Dataset entries –
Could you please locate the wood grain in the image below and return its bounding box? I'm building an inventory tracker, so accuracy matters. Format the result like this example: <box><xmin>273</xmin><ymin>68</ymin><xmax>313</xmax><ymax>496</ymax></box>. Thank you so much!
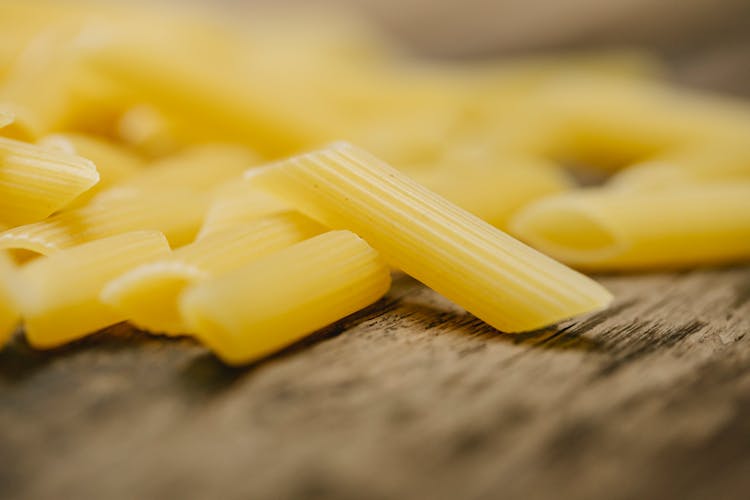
<box><xmin>0</xmin><ymin>267</ymin><xmax>750</xmax><ymax>499</ymax></box>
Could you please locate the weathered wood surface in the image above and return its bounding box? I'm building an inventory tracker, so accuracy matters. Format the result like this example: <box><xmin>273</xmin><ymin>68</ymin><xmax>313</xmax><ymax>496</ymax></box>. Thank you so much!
<box><xmin>0</xmin><ymin>267</ymin><xmax>750</xmax><ymax>500</ymax></box>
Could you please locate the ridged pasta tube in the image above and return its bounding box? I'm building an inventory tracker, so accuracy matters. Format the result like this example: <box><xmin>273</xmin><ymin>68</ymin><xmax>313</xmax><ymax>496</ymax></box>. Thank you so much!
<box><xmin>19</xmin><ymin>231</ymin><xmax>169</xmax><ymax>349</ymax></box>
<box><xmin>102</xmin><ymin>213</ymin><xmax>323</xmax><ymax>335</ymax></box>
<box><xmin>253</xmin><ymin>143</ymin><xmax>611</xmax><ymax>332</ymax></box>
<box><xmin>511</xmin><ymin>182</ymin><xmax>750</xmax><ymax>270</ymax></box>
<box><xmin>0</xmin><ymin>137</ymin><xmax>99</xmax><ymax>226</ymax></box>
<box><xmin>180</xmin><ymin>231</ymin><xmax>391</xmax><ymax>365</ymax></box>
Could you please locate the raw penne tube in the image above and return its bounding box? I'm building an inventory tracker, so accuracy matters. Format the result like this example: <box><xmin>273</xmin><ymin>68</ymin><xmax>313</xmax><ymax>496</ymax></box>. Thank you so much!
<box><xmin>607</xmin><ymin>142</ymin><xmax>750</xmax><ymax>190</ymax></box>
<box><xmin>19</xmin><ymin>231</ymin><xmax>169</xmax><ymax>349</ymax></box>
<box><xmin>197</xmin><ymin>179</ymin><xmax>291</xmax><ymax>240</ymax></box>
<box><xmin>116</xmin><ymin>104</ymin><xmax>188</xmax><ymax>158</ymax></box>
<box><xmin>0</xmin><ymin>137</ymin><xmax>99</xmax><ymax>226</ymax></box>
<box><xmin>253</xmin><ymin>143</ymin><xmax>611</xmax><ymax>332</ymax></box>
<box><xmin>0</xmin><ymin>109</ymin><xmax>16</xmax><ymax>128</ymax></box>
<box><xmin>180</xmin><ymin>231</ymin><xmax>391</xmax><ymax>365</ymax></box>
<box><xmin>102</xmin><ymin>213</ymin><xmax>323</xmax><ymax>335</ymax></box>
<box><xmin>536</xmin><ymin>78</ymin><xmax>750</xmax><ymax>170</ymax></box>
<box><xmin>0</xmin><ymin>252</ymin><xmax>21</xmax><ymax>349</ymax></box>
<box><xmin>103</xmin><ymin>144</ymin><xmax>258</xmax><ymax>196</ymax></box>
<box><xmin>404</xmin><ymin>159</ymin><xmax>572</xmax><ymax>229</ymax></box>
<box><xmin>37</xmin><ymin>133</ymin><xmax>145</xmax><ymax>208</ymax></box>
<box><xmin>87</xmin><ymin>31</ymin><xmax>338</xmax><ymax>156</ymax></box>
<box><xmin>0</xmin><ymin>26</ymin><xmax>124</xmax><ymax>141</ymax></box>
<box><xmin>511</xmin><ymin>182</ymin><xmax>750</xmax><ymax>270</ymax></box>
<box><xmin>0</xmin><ymin>190</ymin><xmax>208</xmax><ymax>255</ymax></box>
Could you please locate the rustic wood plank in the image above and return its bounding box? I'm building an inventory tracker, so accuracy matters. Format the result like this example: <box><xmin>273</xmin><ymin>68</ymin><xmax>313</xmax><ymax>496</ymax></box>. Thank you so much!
<box><xmin>0</xmin><ymin>266</ymin><xmax>750</xmax><ymax>499</ymax></box>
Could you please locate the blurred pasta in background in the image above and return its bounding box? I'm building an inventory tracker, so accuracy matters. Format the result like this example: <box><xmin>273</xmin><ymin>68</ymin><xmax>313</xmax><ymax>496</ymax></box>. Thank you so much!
<box><xmin>0</xmin><ymin>1</ymin><xmax>750</xmax><ymax>363</ymax></box>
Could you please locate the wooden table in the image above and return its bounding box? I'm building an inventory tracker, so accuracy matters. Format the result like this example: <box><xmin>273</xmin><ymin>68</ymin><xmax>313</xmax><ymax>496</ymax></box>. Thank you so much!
<box><xmin>0</xmin><ymin>266</ymin><xmax>750</xmax><ymax>500</ymax></box>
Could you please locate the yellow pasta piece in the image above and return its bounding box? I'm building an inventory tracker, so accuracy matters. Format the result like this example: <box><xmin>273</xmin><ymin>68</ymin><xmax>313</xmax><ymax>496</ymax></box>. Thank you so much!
<box><xmin>38</xmin><ymin>133</ymin><xmax>145</xmax><ymax>207</ymax></box>
<box><xmin>0</xmin><ymin>109</ymin><xmax>16</xmax><ymax>128</ymax></box>
<box><xmin>536</xmin><ymin>78</ymin><xmax>750</xmax><ymax>170</ymax></box>
<box><xmin>404</xmin><ymin>159</ymin><xmax>572</xmax><ymax>229</ymax></box>
<box><xmin>0</xmin><ymin>137</ymin><xmax>99</xmax><ymax>225</ymax></box>
<box><xmin>511</xmin><ymin>182</ymin><xmax>750</xmax><ymax>270</ymax></box>
<box><xmin>117</xmin><ymin>105</ymin><xmax>189</xmax><ymax>158</ymax></box>
<box><xmin>82</xmin><ymin>26</ymin><xmax>338</xmax><ymax>156</ymax></box>
<box><xmin>102</xmin><ymin>213</ymin><xmax>323</xmax><ymax>334</ymax></box>
<box><xmin>19</xmin><ymin>231</ymin><xmax>169</xmax><ymax>349</ymax></box>
<box><xmin>253</xmin><ymin>143</ymin><xmax>611</xmax><ymax>332</ymax></box>
<box><xmin>0</xmin><ymin>190</ymin><xmax>208</xmax><ymax>255</ymax></box>
<box><xmin>0</xmin><ymin>25</ymin><xmax>124</xmax><ymax>141</ymax></box>
<box><xmin>180</xmin><ymin>231</ymin><xmax>391</xmax><ymax>365</ymax></box>
<box><xmin>0</xmin><ymin>252</ymin><xmax>21</xmax><ymax>349</ymax></box>
<box><xmin>197</xmin><ymin>179</ymin><xmax>291</xmax><ymax>240</ymax></box>
<box><xmin>608</xmin><ymin>142</ymin><xmax>750</xmax><ymax>190</ymax></box>
<box><xmin>103</xmin><ymin>144</ymin><xmax>258</xmax><ymax>193</ymax></box>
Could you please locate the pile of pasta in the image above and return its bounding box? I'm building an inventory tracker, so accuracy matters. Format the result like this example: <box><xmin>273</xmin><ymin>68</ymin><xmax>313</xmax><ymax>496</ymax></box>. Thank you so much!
<box><xmin>0</xmin><ymin>1</ymin><xmax>750</xmax><ymax>364</ymax></box>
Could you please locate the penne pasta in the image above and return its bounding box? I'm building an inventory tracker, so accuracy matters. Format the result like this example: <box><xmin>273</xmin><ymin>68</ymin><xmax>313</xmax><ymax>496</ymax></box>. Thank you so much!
<box><xmin>19</xmin><ymin>231</ymin><xmax>169</xmax><ymax>349</ymax></box>
<box><xmin>511</xmin><ymin>182</ymin><xmax>750</xmax><ymax>270</ymax></box>
<box><xmin>116</xmin><ymin>104</ymin><xmax>189</xmax><ymax>158</ymax></box>
<box><xmin>0</xmin><ymin>191</ymin><xmax>208</xmax><ymax>255</ymax></box>
<box><xmin>607</xmin><ymin>142</ymin><xmax>750</xmax><ymax>190</ymax></box>
<box><xmin>102</xmin><ymin>213</ymin><xmax>323</xmax><ymax>335</ymax></box>
<box><xmin>82</xmin><ymin>26</ymin><xmax>338</xmax><ymax>156</ymax></box>
<box><xmin>197</xmin><ymin>179</ymin><xmax>291</xmax><ymax>240</ymax></box>
<box><xmin>0</xmin><ymin>252</ymin><xmax>21</xmax><ymax>349</ymax></box>
<box><xmin>0</xmin><ymin>137</ymin><xmax>99</xmax><ymax>226</ymax></box>
<box><xmin>252</xmin><ymin>143</ymin><xmax>611</xmax><ymax>332</ymax></box>
<box><xmin>180</xmin><ymin>231</ymin><xmax>391</xmax><ymax>365</ymax></box>
<box><xmin>103</xmin><ymin>144</ymin><xmax>258</xmax><ymax>193</ymax></box>
<box><xmin>0</xmin><ymin>25</ymin><xmax>124</xmax><ymax>141</ymax></box>
<box><xmin>404</xmin><ymin>159</ymin><xmax>572</xmax><ymax>229</ymax></box>
<box><xmin>38</xmin><ymin>133</ymin><xmax>144</xmax><ymax>207</ymax></box>
<box><xmin>536</xmin><ymin>78</ymin><xmax>750</xmax><ymax>171</ymax></box>
<box><xmin>0</xmin><ymin>109</ymin><xmax>16</xmax><ymax>128</ymax></box>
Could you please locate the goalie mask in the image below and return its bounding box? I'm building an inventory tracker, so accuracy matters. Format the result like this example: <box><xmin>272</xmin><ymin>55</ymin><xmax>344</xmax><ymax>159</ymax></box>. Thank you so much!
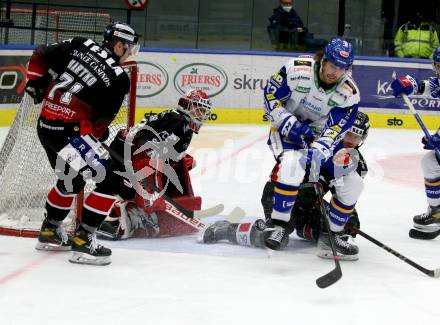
<box><xmin>103</xmin><ymin>22</ymin><xmax>139</xmax><ymax>55</ymax></box>
<box><xmin>179</xmin><ymin>89</ymin><xmax>212</xmax><ymax>133</ymax></box>
<box><xmin>343</xmin><ymin>112</ymin><xmax>370</xmax><ymax>148</ymax></box>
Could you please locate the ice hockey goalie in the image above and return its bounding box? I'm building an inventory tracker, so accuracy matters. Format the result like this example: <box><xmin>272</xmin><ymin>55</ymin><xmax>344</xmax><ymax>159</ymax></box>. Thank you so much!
<box><xmin>98</xmin><ymin>90</ymin><xmax>211</xmax><ymax>240</ymax></box>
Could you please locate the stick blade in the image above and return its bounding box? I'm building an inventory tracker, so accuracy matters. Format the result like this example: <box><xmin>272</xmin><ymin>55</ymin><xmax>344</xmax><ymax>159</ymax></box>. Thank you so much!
<box><xmin>316</xmin><ymin>267</ymin><xmax>342</xmax><ymax>289</ymax></box>
<box><xmin>409</xmin><ymin>229</ymin><xmax>440</xmax><ymax>240</ymax></box>
<box><xmin>226</xmin><ymin>207</ymin><xmax>246</xmax><ymax>222</ymax></box>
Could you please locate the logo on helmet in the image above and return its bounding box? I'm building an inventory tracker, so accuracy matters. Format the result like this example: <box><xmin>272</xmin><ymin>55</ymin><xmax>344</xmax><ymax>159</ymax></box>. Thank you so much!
<box><xmin>339</xmin><ymin>51</ymin><xmax>350</xmax><ymax>58</ymax></box>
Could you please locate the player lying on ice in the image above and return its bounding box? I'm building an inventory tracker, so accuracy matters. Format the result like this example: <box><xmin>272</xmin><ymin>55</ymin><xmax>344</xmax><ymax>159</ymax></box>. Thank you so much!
<box><xmin>391</xmin><ymin>47</ymin><xmax>440</xmax><ymax>238</ymax></box>
<box><xmin>98</xmin><ymin>90</ymin><xmax>212</xmax><ymax>240</ymax></box>
<box><xmin>199</xmin><ymin>112</ymin><xmax>370</xmax><ymax>260</ymax></box>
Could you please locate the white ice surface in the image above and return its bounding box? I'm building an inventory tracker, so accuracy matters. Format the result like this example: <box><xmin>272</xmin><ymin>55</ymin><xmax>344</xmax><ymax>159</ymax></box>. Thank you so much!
<box><xmin>0</xmin><ymin>126</ymin><xmax>440</xmax><ymax>325</ymax></box>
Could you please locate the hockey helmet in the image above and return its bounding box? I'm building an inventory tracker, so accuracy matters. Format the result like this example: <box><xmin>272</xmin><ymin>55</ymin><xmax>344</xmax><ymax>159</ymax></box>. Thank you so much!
<box><xmin>104</xmin><ymin>22</ymin><xmax>139</xmax><ymax>55</ymax></box>
<box><xmin>324</xmin><ymin>37</ymin><xmax>354</xmax><ymax>69</ymax></box>
<box><xmin>179</xmin><ymin>89</ymin><xmax>212</xmax><ymax>133</ymax></box>
<box><xmin>348</xmin><ymin>111</ymin><xmax>370</xmax><ymax>146</ymax></box>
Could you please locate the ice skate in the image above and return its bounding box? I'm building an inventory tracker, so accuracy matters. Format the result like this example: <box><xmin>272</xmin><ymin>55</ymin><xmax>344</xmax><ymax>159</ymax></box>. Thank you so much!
<box><xmin>197</xmin><ymin>220</ymin><xmax>231</xmax><ymax>244</ymax></box>
<box><xmin>69</xmin><ymin>226</ymin><xmax>112</xmax><ymax>265</ymax></box>
<box><xmin>413</xmin><ymin>206</ymin><xmax>440</xmax><ymax>232</ymax></box>
<box><xmin>35</xmin><ymin>218</ymin><xmax>72</xmax><ymax>251</ymax></box>
<box><xmin>265</xmin><ymin>226</ymin><xmax>289</xmax><ymax>251</ymax></box>
<box><xmin>317</xmin><ymin>232</ymin><xmax>359</xmax><ymax>261</ymax></box>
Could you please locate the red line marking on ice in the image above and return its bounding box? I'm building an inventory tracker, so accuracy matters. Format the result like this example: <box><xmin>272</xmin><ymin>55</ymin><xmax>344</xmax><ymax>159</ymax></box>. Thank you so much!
<box><xmin>193</xmin><ymin>134</ymin><xmax>267</xmax><ymax>177</ymax></box>
<box><xmin>0</xmin><ymin>252</ymin><xmax>58</xmax><ymax>285</ymax></box>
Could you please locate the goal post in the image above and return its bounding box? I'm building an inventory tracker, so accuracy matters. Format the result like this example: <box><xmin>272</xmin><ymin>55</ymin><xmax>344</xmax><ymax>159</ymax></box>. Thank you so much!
<box><xmin>0</xmin><ymin>61</ymin><xmax>137</xmax><ymax>237</ymax></box>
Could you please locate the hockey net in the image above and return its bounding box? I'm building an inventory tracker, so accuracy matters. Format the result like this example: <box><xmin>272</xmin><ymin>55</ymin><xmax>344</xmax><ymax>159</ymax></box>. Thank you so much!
<box><xmin>0</xmin><ymin>61</ymin><xmax>137</xmax><ymax>237</ymax></box>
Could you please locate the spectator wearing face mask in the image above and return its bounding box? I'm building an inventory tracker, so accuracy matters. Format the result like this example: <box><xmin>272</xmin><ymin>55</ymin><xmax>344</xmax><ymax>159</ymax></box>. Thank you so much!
<box><xmin>267</xmin><ymin>0</ymin><xmax>327</xmax><ymax>52</ymax></box>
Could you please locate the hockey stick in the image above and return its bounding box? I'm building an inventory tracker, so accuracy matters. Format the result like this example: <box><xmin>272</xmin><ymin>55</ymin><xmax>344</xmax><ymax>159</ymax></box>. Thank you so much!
<box><xmin>313</xmin><ymin>182</ymin><xmax>342</xmax><ymax>289</ymax></box>
<box><xmin>351</xmin><ymin>227</ymin><xmax>440</xmax><ymax>278</ymax></box>
<box><xmin>402</xmin><ymin>94</ymin><xmax>440</xmax><ymax>157</ymax></box>
<box><xmin>101</xmin><ymin>142</ymin><xmax>224</xmax><ymax>220</ymax></box>
<box><xmin>409</xmin><ymin>229</ymin><xmax>440</xmax><ymax>240</ymax></box>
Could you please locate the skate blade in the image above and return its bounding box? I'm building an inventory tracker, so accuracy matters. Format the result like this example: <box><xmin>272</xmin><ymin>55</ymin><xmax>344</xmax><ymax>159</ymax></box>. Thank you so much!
<box><xmin>69</xmin><ymin>252</ymin><xmax>112</xmax><ymax>265</ymax></box>
<box><xmin>35</xmin><ymin>242</ymin><xmax>72</xmax><ymax>252</ymax></box>
<box><xmin>316</xmin><ymin>251</ymin><xmax>359</xmax><ymax>261</ymax></box>
<box><xmin>414</xmin><ymin>223</ymin><xmax>440</xmax><ymax>232</ymax></box>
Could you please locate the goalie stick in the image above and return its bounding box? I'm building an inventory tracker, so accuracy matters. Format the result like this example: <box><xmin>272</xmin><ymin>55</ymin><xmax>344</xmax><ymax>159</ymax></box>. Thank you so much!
<box><xmin>409</xmin><ymin>229</ymin><xmax>440</xmax><ymax>240</ymax></box>
<box><xmin>351</xmin><ymin>227</ymin><xmax>440</xmax><ymax>278</ymax></box>
<box><xmin>402</xmin><ymin>94</ymin><xmax>440</xmax><ymax>157</ymax></box>
<box><xmin>313</xmin><ymin>182</ymin><xmax>342</xmax><ymax>289</ymax></box>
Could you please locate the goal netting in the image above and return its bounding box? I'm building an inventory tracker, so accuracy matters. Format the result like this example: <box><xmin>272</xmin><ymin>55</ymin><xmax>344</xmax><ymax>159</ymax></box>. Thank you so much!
<box><xmin>0</xmin><ymin>62</ymin><xmax>137</xmax><ymax>237</ymax></box>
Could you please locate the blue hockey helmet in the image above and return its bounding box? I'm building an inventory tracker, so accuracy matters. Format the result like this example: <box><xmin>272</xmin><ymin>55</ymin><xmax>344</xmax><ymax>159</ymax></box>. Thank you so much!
<box><xmin>324</xmin><ymin>37</ymin><xmax>354</xmax><ymax>69</ymax></box>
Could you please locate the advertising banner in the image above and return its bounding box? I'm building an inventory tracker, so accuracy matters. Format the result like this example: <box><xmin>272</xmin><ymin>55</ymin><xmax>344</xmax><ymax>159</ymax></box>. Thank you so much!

Directive –
How many lines in the rows above contain the word "lying"? Case counts, so match it letter for letter, and reply with the number alone.

Output –
1